> _DESCRIPTION OF THE TASK_
Change each "one pin per instance" in the data below to "one point per instance", and write out all the lines again with nothing else altered.

::: DATA TO PROCESS :::

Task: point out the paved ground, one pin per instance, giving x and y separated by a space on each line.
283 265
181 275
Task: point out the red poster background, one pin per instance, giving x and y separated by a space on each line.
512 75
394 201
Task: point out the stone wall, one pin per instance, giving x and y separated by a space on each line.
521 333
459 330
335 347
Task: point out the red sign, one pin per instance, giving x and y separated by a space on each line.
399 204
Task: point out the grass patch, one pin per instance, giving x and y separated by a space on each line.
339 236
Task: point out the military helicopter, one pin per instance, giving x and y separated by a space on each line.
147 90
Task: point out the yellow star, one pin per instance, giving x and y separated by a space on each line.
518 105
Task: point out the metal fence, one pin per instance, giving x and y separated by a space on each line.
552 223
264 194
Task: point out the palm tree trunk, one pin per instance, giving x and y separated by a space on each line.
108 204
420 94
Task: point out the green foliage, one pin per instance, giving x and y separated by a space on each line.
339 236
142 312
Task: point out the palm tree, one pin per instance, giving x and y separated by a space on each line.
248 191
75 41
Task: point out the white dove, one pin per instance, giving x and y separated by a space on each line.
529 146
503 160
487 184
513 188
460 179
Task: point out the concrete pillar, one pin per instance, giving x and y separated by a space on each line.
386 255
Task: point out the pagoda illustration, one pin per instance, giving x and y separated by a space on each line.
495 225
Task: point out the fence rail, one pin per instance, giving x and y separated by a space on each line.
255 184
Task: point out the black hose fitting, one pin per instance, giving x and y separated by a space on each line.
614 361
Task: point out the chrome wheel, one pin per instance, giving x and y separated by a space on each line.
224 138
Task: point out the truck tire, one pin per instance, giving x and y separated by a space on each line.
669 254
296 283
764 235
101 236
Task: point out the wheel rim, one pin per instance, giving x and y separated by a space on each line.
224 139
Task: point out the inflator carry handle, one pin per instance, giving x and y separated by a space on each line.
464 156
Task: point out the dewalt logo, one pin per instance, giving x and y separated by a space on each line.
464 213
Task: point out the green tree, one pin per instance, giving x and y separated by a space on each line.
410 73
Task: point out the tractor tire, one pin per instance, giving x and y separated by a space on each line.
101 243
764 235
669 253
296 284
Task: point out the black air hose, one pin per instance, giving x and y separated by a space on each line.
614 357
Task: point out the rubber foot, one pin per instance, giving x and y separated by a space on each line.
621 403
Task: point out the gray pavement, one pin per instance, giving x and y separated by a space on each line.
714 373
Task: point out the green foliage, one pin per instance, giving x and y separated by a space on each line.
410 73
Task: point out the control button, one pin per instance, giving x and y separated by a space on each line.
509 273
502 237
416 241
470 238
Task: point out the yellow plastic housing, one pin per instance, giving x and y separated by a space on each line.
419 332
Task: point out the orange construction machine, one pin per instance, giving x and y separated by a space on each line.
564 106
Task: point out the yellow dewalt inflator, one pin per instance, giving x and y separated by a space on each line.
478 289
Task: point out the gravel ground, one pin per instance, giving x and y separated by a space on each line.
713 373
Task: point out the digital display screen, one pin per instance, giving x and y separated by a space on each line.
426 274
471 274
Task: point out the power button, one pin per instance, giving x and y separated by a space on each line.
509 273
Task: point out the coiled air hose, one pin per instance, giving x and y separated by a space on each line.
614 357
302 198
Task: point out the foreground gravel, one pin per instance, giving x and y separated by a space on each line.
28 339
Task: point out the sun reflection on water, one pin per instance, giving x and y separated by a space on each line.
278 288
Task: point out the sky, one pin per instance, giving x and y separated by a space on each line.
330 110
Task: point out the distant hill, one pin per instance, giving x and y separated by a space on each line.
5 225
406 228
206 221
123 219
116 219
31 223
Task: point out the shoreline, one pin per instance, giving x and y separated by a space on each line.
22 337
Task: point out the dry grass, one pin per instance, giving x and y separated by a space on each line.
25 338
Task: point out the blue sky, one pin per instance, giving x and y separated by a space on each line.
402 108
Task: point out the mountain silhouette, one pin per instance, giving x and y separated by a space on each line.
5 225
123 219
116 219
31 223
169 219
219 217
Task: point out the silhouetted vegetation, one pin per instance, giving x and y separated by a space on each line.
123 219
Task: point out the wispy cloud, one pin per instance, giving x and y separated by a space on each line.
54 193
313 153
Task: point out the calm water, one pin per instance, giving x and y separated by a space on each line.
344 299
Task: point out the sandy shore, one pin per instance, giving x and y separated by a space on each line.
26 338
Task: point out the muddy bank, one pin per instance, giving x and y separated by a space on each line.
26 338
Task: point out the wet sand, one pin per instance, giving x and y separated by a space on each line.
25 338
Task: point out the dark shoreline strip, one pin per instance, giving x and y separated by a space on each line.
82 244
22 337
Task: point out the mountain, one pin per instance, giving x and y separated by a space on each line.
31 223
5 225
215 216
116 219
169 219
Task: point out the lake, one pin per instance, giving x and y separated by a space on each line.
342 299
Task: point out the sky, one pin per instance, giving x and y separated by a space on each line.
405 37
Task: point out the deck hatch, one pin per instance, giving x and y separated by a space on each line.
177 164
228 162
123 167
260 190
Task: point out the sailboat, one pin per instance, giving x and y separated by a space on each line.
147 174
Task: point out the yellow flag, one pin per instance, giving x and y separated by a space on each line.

:::

> _RESULT OF THE TASK_
Task: point out the paved ground, one point per instance, giving x and y separated by a space on each line.
283 265
181 275
Task: point out the red poster background, one point per instance, giving x and y separated by a space on each line.
512 75
394 201
Task: point out the stone wall, one point per instance, giving x and y separated by a space on each line.
521 333
459 330
335 347
Task: point out the red sign, one point per instance, giving x and y separated by a space on each line.
399 204
Task: point out the grass patch, one point per instance, giving x and y separated by a space on each line.
339 236
Task: point out the military helicopter, one point per instance, giving x and y separated by a space on each line.
147 90
Task: point out the yellow star, one point per instance, giving x and y separated by a space on each line.
518 105
Task: point out the metal fence, one point per instance, giving x and y separated by a space on each line.
552 223
264 194
Task: point out the palm tree trunk, one point per instance, giving x and y separated by a space on each line.
108 204
420 94
Task: point out the green foliage, one point per instance, giving x and y separated by a space on each line.
339 236
142 312
Task: point out the palm tree, one point per instance, giving x and y separated by a space on each line.
248 191
75 41
Task: point out the white dove, one point per instance, giving x and y separated by a space on each line.
529 146
503 160
487 184
513 188
460 179
Task: point out the concrete pillar, one point per instance, giving x and y separated by a space on each line.
386 255
Task: point out the pagoda illustration, one point per instance, giving x and y separated by a space on each line.
495 225
Task: point out the fence rail, one point per instance, giving x and y separated by a space on each line.
255 184
Task: point out the black hose fitting, one point per instance, giving x and y separated by a space on each line.
614 361
Task: point out the chrome wheel, one point per instance, giving x and y separated by a space on each line.
224 138
Task: point out the truck tire, one point per instance, giving x and y separated by a space on each line.
669 254
296 283
764 235
101 236
Task: point out the wheel rim, one point per instance, giving x and y separated by a space on each line.
224 139
Task: point out the inflator carry handle, one point per instance, giving x and y separated by a space on each line.
464 156
Task: point out the dewalt logo, one point per instance, giving x and y separated by a space on each line.
464 213
Task: point out the green tree, one point per instance, giving x and y separated by a space on each line.
410 73
Task: point out the tractor tire, one point per instance, giving x and y separated by a space on each line.
101 243
764 235
669 253
296 284
Task: point out the black air hose, one point per instance, giving x and y separated by a space on each line.
614 357
Task: point out the rubber foot, one point per instance, giving x and y separated by a space on each line.
621 403
Task: point out the gray pavement, one point per instance, giving x and y separated by a space on each line.
714 373
Task: point out the green foliage, one point per instance, giving x and y separated by a space on each line.
410 73
Task: point out the control button, one point per instance, giving x and y separated by a space on each line.
509 273
502 237
416 241
470 238
Task: point out the yellow plastic housing, one point per instance, giving x and y separated by a space on each line.
419 332
Task: point out the orange construction machine, one point per instance, giving x and y separated by a space on each line.
564 106
Task: point out the yellow dewalt inflator, one point per instance, giving x and y separated by a space on each line.
478 289
Task: point out the gravel ground, one point per instance, giving x and y separated by a space on each line.
713 373
Task: point out the digital display screen, one point per instance, giving x and y separated by a space on each line.
426 274
471 274
Task: point out the power button, one point per instance, giving x and y separated by a space on each line.
509 273
Task: point out the coiled air hose, one point per instance, giving x and y separated by a space on each line.
614 357
302 198
Task: point out the foreground gravel, one point per instance, giving x and y separated by a space on each line.
28 339
Task: point out the sun reflection on water, one point per instance, giving x and y separated by a space on each line.
278 288
Task: point out the sky, one point per instance, giving x and y separated by a space on each line.
330 110
Task: point out the distant hill, one point per instance, giving x and y separated by a space on each line.
5 225
406 228
206 221
123 219
116 219
31 223
Task: point out the shoreline, one point per instance, giving x and y separated by a space on each line.
22 337
Task: point out the dry grass, one point per instance, giving x and y separated by a space on each line.
25 338
Task: point out the blue sky, one point per instance, giving x and y separated by a space on each line.
402 108
Task: point out the mountain silhouette, one point per instance, giving x and y separated by a space on each line.
5 225
123 219
116 219
31 223
169 219
219 217
Task: point out the silhouetted vegetation, one point per instance, giving x and y separated by a space on each line.
123 219
Task: point out the wispy cloud, one point per instance, giving x and y separated by a space on each line.
54 193
313 153
Task: point out the calm water, one point per instance, giving x and y separated by a space on each line.
344 299
Task: point out the sandy shore, one point per instance, giving x and y separated by a space on each line.
26 338
Task: point out the muddy bank, one point per instance, giving x and y separated by a space on each line.
26 338
Task: point out the wet sand, one point per instance, giving x and y separated by a space on each line.
25 338
Task: point out the dark shoreline strip, one point per instance, giving x and y separated by a space on each line.
82 244
22 337
Task: point out the mountain, one point per instance, giving x and y separated by a space on each line.
31 223
5 225
215 216
116 219
169 219
Task: point out the lake, one point per instance, giving x and y separated by a space on each line.
342 299
Task: point out the sky, one point per instance, giving x and y separated by a space on each line.
405 37
Task: point out the deck hatch, one point per instance, giving x and y separated by a space on each line.
177 164
228 162
123 167
260 190
Task: point out the sailboat, one point per instance, giving x and y separated by a space on each line.
147 174
Task: point out the yellow flag, one point per instance, giving x and y separated by a space on each line.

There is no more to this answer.